**TASK GOAL**
Search the listing for "point" and copy every line where it appears.

Segment Start: PROVIDED DATA

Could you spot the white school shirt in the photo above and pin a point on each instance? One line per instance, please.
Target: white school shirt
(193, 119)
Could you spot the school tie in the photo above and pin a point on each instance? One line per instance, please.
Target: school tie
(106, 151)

Segment End: PROVIDED DATA
Segment Start: PROVIDED DATA

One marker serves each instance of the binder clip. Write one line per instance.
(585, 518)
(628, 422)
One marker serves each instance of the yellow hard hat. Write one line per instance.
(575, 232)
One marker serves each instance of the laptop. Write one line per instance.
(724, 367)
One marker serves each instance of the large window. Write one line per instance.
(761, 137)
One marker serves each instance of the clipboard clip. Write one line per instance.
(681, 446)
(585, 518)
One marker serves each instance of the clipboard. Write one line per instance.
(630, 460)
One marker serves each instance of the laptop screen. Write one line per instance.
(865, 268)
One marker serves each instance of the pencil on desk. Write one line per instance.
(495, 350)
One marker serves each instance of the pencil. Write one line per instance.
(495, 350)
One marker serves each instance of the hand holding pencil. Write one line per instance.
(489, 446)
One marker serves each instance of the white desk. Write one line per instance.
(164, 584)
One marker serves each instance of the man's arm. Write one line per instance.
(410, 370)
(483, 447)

Segment End: PROVIDED DATA
Segment Start: PROVIDED DATA

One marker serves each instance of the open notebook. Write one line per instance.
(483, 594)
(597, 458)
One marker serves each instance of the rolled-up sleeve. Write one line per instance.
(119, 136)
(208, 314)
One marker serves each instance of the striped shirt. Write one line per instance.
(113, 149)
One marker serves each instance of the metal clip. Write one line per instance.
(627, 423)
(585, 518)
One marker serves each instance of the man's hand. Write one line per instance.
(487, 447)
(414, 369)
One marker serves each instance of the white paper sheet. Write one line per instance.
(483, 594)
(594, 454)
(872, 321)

Segment End: PROVIDED DATA

**TASK OUTPUT**
Could you spot the white school shirt in the photo above and pin a point on each instance? One line per instance, please.
Could you spot the school tie in the photo above and pin a point on each instance? One line per instance, please.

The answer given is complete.